I bought Apple around 2002 for $18 a share, and in keeping with my investment strategy, sold when it doubled.

Of course had I kept it it would be worth much more today, plus there were a few stock splits in the mean time, but you can't cherry pick when you can't predict the future.

You could have bought Harley-Davidson in 1984 during the buyout and IPO (stock split I forget how many times but I know that the last time I did the math, $10,000 of HD in 1984 was worth $250,000 and that was during the 90's.

Apple was as low as $13 only nine years ago. It's not like people didn't have enough chances to buy in.

But, in the long term, investing in a basket of reasonably well run companies should give you an average return of about 10% a year. That would include times when the portfolio went down as well as up. In market speak, "long term" is not three years, it's thirty.

Investing is easy, and investing when you're young is a no-brainer, but no-one does it. If you put $100 a month for the three years from 18 to 21 and then never saved a dime again, you will have $460,000 when you turn 65 at the average return of an Index Fund which is a buy-and-forget stock.

In other words, you don't have to have a crystal ball to profit from investment; that return would be with no Apple or Alphabet or name-your-market-darling well timed buy and sell in your portfolio.

You always hear from us old farts that "I wish I knew then what I know now", and it's isn't all about how to get laid. And it doesn't mean who we tell, or how often, kids won't listen. I get it ... I didn't either.

But I wish I had. I didn't "get it" until I was 40, and that means I would have to invest $300 a month for 25 years to equal what I could have had if I put away that $3600 when I was a kid. I could have afforded it too.

* **Records for this task**
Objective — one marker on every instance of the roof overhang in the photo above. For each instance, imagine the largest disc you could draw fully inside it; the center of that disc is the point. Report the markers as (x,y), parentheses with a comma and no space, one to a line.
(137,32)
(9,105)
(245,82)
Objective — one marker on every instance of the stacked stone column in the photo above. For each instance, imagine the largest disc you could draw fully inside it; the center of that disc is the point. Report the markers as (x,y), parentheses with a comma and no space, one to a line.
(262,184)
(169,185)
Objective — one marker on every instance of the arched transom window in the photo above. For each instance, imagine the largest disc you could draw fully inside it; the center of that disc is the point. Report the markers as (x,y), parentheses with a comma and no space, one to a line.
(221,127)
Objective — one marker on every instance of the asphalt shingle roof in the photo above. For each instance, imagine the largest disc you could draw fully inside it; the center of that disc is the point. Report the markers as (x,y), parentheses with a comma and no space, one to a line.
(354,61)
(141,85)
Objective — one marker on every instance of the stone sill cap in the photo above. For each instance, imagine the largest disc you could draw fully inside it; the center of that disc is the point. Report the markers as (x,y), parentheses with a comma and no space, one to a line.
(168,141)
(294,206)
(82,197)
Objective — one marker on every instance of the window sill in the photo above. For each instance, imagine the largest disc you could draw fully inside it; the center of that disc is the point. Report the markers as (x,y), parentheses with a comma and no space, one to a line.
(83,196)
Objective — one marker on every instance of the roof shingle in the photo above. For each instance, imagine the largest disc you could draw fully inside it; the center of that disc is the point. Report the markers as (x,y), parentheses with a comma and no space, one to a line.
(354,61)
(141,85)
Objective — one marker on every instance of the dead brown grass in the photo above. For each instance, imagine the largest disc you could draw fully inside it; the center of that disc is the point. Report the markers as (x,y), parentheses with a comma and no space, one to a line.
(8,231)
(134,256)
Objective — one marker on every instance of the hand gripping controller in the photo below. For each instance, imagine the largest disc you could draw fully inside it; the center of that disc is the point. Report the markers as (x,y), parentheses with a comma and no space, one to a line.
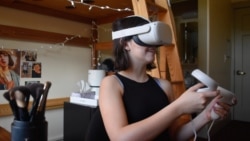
(211,85)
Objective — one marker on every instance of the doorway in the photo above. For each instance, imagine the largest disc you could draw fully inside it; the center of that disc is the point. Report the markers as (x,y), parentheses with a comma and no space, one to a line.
(241,66)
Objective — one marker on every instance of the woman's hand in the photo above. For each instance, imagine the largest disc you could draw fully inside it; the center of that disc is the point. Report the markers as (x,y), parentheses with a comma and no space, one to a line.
(192,101)
(220,108)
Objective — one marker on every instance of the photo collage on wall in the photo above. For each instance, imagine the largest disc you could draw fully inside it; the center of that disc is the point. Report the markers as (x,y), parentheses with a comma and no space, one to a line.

* **Given task 1**
Can you select every line of the entries that contains the word "dead", treating uppercase and lowercase as different?
* **Given task 2**
Could you pick up the piece on investing young and continue it from where it stops?

* **Written answer 1**
Objective — one marker on every instance of the dead brown grass in the photo above. For each instance, imagine the largest disc you could draw fully inside it; the center of that disc is the point. Report the markers as (x,y), parentheses with a comma and no space, one to a line.

* **Written answer 2**
Apple split 4 times, but the first two required you were an early buyer (1987 2 for 1 and 2000 2 for 1). The next split was a 2 for 1 in 2005 (100 shares became 200 shares) and the whopping 7 for 1 in 2014 (100 shares became 700 shares). Had you been in on all of them (and a shrewd investor wouldn't have been as the value had some nasty lows over those years) and bought a board lot (100 shares) at the beginning you would have about $1.1 million today; if you just bought before 2005 you would have 1400 shares today at $114 a share (or so), so ... $160,000 more or less.

But I have to say that when I did buy Apple everyone told me I was a fool, and when I sold at a 100% profit, everyone told me I was lucky to get out. You need a thick skin to win with individual picks, but an ETF is easy ... when the NYSE or TSE goes up, you profit along with it.

Easy; the rate of return is about 10% a year over the last 100 years. Even if you bought the day before Black Friday of 1929 or the crash of 2008 you would still average that return over the long term.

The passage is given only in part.